Page text:
++++++++
In rats exposed to carcinogen N-methyl-N-nitro-N-nitrosoguanidine (MNNG) followed by daily oral gavage of caffeine, it was found that in the rats treated with caffeine there was a reduction in phosphorylation of histone γH2AX, which is an early cellular response to DNA damage, as well as a reduction in the expression of Cox-2, an enzyme involved in the production of prostaglandins during inflammation (Soares et al., 2019). This shows that caffeine reduces DNA damage and inflammation caused by MNNG. However, this same study showed conflicting results, as the treatment with caffeine post MNNG caused an increase in lipid peroxidation and a reduction in metallothionein expression, which is involved in protecting the cell against oxidative stress.

CGAs

CGAs are the most abundant phenolic acids found in green coffee extracts and tea, formed by the esterification of caffeic acid and quinic acid (see Fig. 1). They are divided into caffeoylquinic acids (CQAs: 3-CQA, 4-CQA, and 5-CQA), dicaffeoylquinic acids (diCQAs: 3,4-diCQA, 3,5-diCQA, and 4,5-diCQA), and feruloylquinic acids (FQAs: 3- FQA, 4- FQA, and 5-FQA). The content of these CGAs is approximately 10% of the dry weight of the coffee bean, although this varies according to species, origin, and roasting time (Ludwig et al., 2014). Many therapeutic properties have been ascribed to CGAs such as antioxidant, antibacterial, hepatoprotective, cardioprotective, and anti-inflammatory activities, among others (Naveed et al., 2018). In vitro and in vivo studies of CGAs in CRC models are summarized in Table 2.
++++++++
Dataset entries
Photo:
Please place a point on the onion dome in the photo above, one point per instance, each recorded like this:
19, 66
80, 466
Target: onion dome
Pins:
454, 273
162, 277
++++++++
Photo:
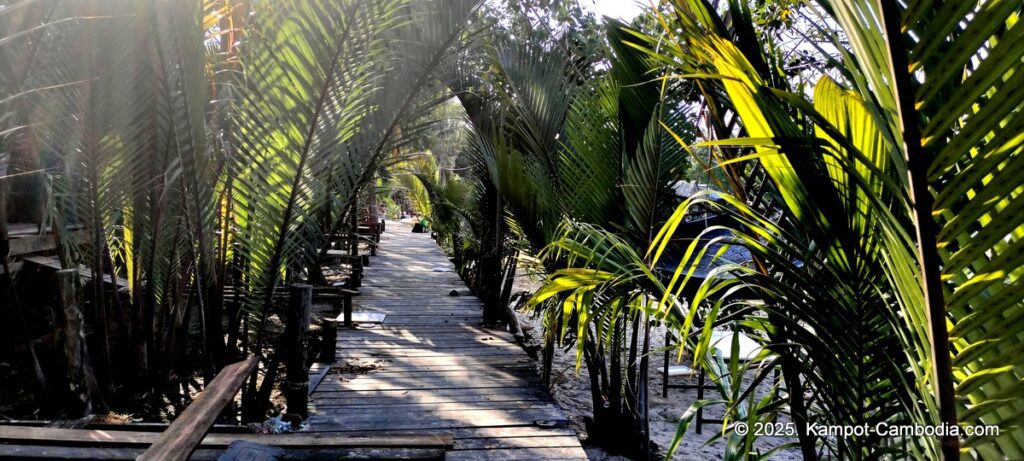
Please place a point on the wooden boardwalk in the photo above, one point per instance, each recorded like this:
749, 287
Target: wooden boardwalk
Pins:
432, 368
++++++++
What the exercise asks: Continue the text on caffeine and CGAs in colorectal cancer models, starting right after its final sentence.

Response to the exercise:
A study in which Caco-2 cells were treated with 100–1,000 μM CGA for 24 hours showed an increase in cytotoxicity and apoptosis which brought about a decline in cell proliferation (Sadeghi Ekbatan et al., 2018). Cell membrane damage (cytotoxicity) was measured by the lactate dehydrogenase (LDH) assay, showing a dose-dependent effect of CGA on the release of intracellular LDH into the culture medium: 250 μM (12.2%), 500 μM (22.5%), and 1,000 μM (39.2%). There was also an increase in caspase-3 expression, which is one of the main proteins involved in the initiation of apoptosis, when cells were treated with concentrations of 500 and 1,000 μM CGA. As expected, this effect was also observed when measuring cell proliferation, with a significant reduction of 42.5% and 60.4% when cells were treated with 500 and 1,000 μM CGA. In terms of cell cycle, there was a significant reduction in the number of cells in the G0/G1 phase and an increase in cells in S phase, when treated with 250 μM of CGA or higher.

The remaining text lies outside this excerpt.